:: EXERCISE GOAL ::
Reproduce the records below in full and exactly, without their images.

(Beginning of DATA SUPPLIED)

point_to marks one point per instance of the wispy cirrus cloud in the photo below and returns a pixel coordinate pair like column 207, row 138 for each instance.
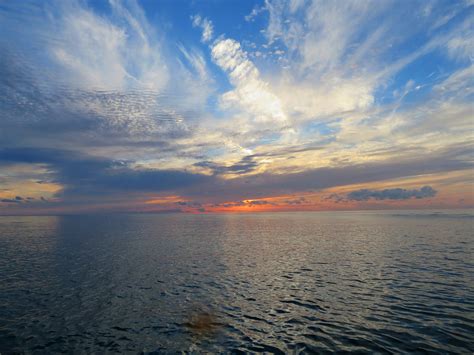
column 292, row 98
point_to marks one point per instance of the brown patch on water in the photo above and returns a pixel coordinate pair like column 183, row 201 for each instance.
column 202, row 324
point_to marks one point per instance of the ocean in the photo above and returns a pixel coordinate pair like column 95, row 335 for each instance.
column 309, row 282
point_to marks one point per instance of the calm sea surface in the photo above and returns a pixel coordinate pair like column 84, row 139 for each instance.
column 283, row 282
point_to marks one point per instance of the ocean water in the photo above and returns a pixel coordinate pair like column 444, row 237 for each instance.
column 386, row 282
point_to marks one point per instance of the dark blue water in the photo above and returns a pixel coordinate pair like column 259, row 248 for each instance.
column 284, row 282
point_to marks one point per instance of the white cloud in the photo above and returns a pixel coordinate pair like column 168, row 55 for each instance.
column 205, row 25
column 251, row 93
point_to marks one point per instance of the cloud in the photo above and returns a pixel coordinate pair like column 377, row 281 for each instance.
column 205, row 25
column 10, row 200
column 392, row 194
column 83, row 175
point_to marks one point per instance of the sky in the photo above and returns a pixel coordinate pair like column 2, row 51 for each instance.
column 235, row 106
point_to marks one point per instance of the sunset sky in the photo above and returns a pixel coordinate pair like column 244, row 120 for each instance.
column 235, row 106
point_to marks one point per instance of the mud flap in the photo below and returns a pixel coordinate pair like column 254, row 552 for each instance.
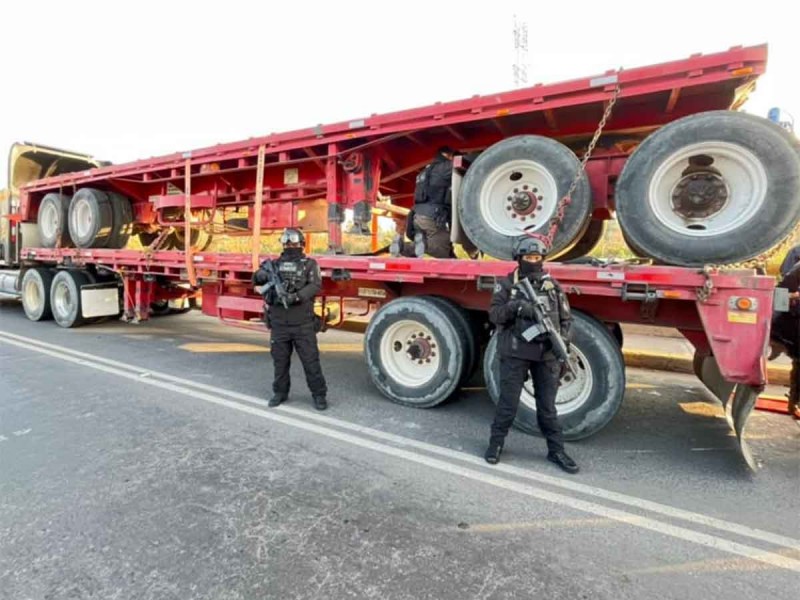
column 737, row 400
column 744, row 399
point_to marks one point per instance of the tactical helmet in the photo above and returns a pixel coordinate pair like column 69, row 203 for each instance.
column 292, row 235
column 529, row 245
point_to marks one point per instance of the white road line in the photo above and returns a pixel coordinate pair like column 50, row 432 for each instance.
column 184, row 386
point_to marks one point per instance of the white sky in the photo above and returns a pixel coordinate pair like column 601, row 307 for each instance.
column 130, row 79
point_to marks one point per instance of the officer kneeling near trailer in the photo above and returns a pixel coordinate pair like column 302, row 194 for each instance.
column 290, row 284
column 533, row 318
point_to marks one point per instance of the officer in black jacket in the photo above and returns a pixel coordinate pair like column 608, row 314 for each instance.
column 290, row 316
column 430, row 217
column 513, row 314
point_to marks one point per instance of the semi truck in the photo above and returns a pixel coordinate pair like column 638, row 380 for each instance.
column 702, row 192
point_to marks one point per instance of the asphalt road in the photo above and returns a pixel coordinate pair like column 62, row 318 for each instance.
column 142, row 462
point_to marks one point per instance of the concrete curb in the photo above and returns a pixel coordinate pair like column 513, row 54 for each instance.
column 682, row 363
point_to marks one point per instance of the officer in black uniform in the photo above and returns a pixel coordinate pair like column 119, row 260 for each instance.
column 513, row 314
column 429, row 225
column 290, row 316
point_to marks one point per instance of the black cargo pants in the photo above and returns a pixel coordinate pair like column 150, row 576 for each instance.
column 545, row 374
column 303, row 338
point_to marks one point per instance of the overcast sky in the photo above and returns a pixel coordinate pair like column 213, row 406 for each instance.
column 131, row 79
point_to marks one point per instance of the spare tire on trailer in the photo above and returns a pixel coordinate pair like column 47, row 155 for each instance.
column 35, row 293
column 460, row 317
column 65, row 297
column 696, row 185
column 91, row 218
column 415, row 352
column 122, row 213
column 52, row 221
column 587, row 401
column 513, row 189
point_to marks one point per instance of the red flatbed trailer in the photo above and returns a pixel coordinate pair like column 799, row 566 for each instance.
column 429, row 332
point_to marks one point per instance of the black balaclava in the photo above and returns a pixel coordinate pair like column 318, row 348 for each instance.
column 292, row 253
column 530, row 269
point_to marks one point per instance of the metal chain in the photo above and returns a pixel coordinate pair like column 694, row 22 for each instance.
column 561, row 209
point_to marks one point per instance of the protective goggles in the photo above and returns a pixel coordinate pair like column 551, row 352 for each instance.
column 290, row 237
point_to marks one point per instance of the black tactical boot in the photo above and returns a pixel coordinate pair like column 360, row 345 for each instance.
column 563, row 460
column 396, row 247
column 419, row 245
column 493, row 453
column 276, row 400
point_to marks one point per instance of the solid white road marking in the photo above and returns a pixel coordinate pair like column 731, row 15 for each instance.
column 279, row 415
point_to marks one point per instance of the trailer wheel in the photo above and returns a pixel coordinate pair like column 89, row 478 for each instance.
column 415, row 352
column 586, row 243
column 585, row 402
column 461, row 319
column 65, row 297
column 52, row 221
column 122, row 220
column 513, row 188
column 91, row 218
column 704, row 180
column 35, row 290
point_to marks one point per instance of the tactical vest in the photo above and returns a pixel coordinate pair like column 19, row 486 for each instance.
column 293, row 273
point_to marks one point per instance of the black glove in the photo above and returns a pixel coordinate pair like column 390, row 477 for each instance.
column 514, row 306
column 526, row 311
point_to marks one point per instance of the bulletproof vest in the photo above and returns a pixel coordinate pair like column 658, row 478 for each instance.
column 293, row 274
column 548, row 292
column 433, row 183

(End of DATA SUPPLIED)

:: TASK RESULT ::
point_to marks one point per instance of the wispy cirrus cloud in the photo below and returns a pixel coordinate pair like column 207, row 138 for each instance.
column 292, row 98
point_to marks one point per instance of the brown patch on water in the photo above and returns a pixel coordinate pair like column 183, row 201 for each instance.
column 202, row 324
point_to marks one point per instance of the ocean in the photo above and returns a pixel coordinate pair like column 95, row 335 for each instance.
column 309, row 282
point_to marks one point per instance of the calm sea surface in the photo above and returns a pixel coordinate pair like column 84, row 139 for each instance.
column 283, row 282
point_to marks one point per instance of the ocean water in the photo above and returns a pixel coordinate pair like column 444, row 237 for each instance.
column 386, row 282
point_to marks one point per instance of the dark blue water in the photo above and returns a pixel coordinate pair like column 259, row 248 for each instance.
column 284, row 282
point_to marks one point per instance of the white cloud in the photo above and returns a pixel coordinate pair like column 168, row 55 for each instance.
column 205, row 25
column 251, row 93
point_to marks one point per instance of the cloud in the photo above and returns a pixel coordinate pair like column 377, row 281 for each instance.
column 205, row 25
column 10, row 200
column 392, row 194
column 83, row 175
point_to marks one point per instance of the sky in the photo above and returns a pixel coordinate pair like column 2, row 51 for each instance.
column 235, row 106
point_to marks one point per instance of the sunset sky in the photo above and returns a pixel coordinate pair like column 244, row 120 for each instance.
column 235, row 106
point_to marks one point per instance of the mud flap in the photo below and returns a pixel coordinate pair like column 254, row 552 for each instance.
column 737, row 400
column 744, row 399
point_to marks one point per instance of the tactical helmet in the photo above and returns a pixel coordinate pair like column 69, row 203 for each instance.
column 292, row 235
column 529, row 245
point_to marks one point per instance of the white road line in the photo above and returns a pixel coordinate pair like column 50, row 432 for each instance.
column 184, row 386
point_to marks one point per instance of the white sky in the photo above and returns a pixel coordinate pair like column 601, row 307 for each instance.
column 130, row 79
point_to marks one point per instance of the officer kneeling near trailer in the photo above and returns a pixel coordinate pair like column 302, row 194 for each instance.
column 290, row 284
column 533, row 318
point_to marks one point per instance of the officer in black jacket in the photo above and returns a pixel coordinate pair like column 608, row 314 for each instance.
column 290, row 316
column 430, row 217
column 513, row 314
point_to marks one point per instance of the semi truck in the photo above and returns a pixel coordinate pair like column 638, row 380 for each instance.
column 702, row 192
point_to marks one point per instance of the asphalt road in the photo above and returns a pixel coordinate pair like column 62, row 318 for each instance.
column 142, row 462
point_to marks one point per instance of the concrete curb in the photo above and returns a pixel coordinate pair like column 513, row 54 for each instance.
column 682, row 363
point_to marks one point per instance of the officer in black uniform in the photo above and returns a pixel coordinate pair like column 119, row 260 for each instance.
column 513, row 314
column 429, row 225
column 290, row 316
point_to marks one point per instance of the black cargo pants in the photo above and returns a pixel coordinate pair like column 150, row 576 for each instance.
column 545, row 374
column 303, row 338
point_to marks one point per instance of the overcast sky in the photo above and returns a pixel coordinate pair like column 213, row 406 for each instance.
column 131, row 79
point_to marks one point per instance of the spare tire on trailer in the photo above and returns a pixel coordinate pair like column 47, row 155 for each instance.
column 35, row 293
column 460, row 317
column 65, row 297
column 696, row 185
column 91, row 218
column 415, row 352
column 122, row 213
column 52, row 221
column 587, row 401
column 513, row 189
point_to marks one point per instance of the red flatbed trailer in the photo above and returns a pixel coordinate pair like column 799, row 566 for each instance.
column 429, row 332
point_to marks one point per instance of the black balaclava in the photo above and returns a pixel coordinate pair like column 318, row 348 for each instance.
column 292, row 253
column 530, row 269
point_to marks one point per instance of the metal chain in the photo above and returns a pixel coordinate pair like column 694, row 22 for each instance.
column 561, row 209
point_to marks one point per instance of the protective goggles in the photo above and returns a pixel coordinate pair like column 551, row 352 for each instance.
column 290, row 237
point_to marks one point per instance of the black tactical boot in the photo above and returns a pixel coordinate pair like column 360, row 345 for each instance.
column 563, row 460
column 396, row 247
column 419, row 245
column 493, row 453
column 276, row 400
point_to marks one point per instance of the solid white road marking in the photo above and returns a pixel coordinate pair like column 731, row 15 for each instance.
column 279, row 415
point_to marks one point per instance of the trailer wheel in the photo above and returns a pixel coordinate pair like column 89, row 478 for each instance.
column 415, row 352
column 586, row 243
column 585, row 402
column 461, row 319
column 65, row 297
column 52, row 221
column 122, row 220
column 513, row 188
column 91, row 218
column 704, row 180
column 35, row 290
point_to marks one point per instance of the tactical vest in the photo above and returns a pixel coordinate pair like column 19, row 486 for each instance.
column 293, row 273
point_to marks one point per instance of the black glove in the photo above and returns a pixel coordinate pair like column 390, row 477 for each instance.
column 514, row 306
column 526, row 311
point_to marks one point per instance of the bulletproof vest in the photo above and returns a pixel coordinate pair like column 658, row 478 for each instance.
column 293, row 274
column 548, row 292
column 433, row 183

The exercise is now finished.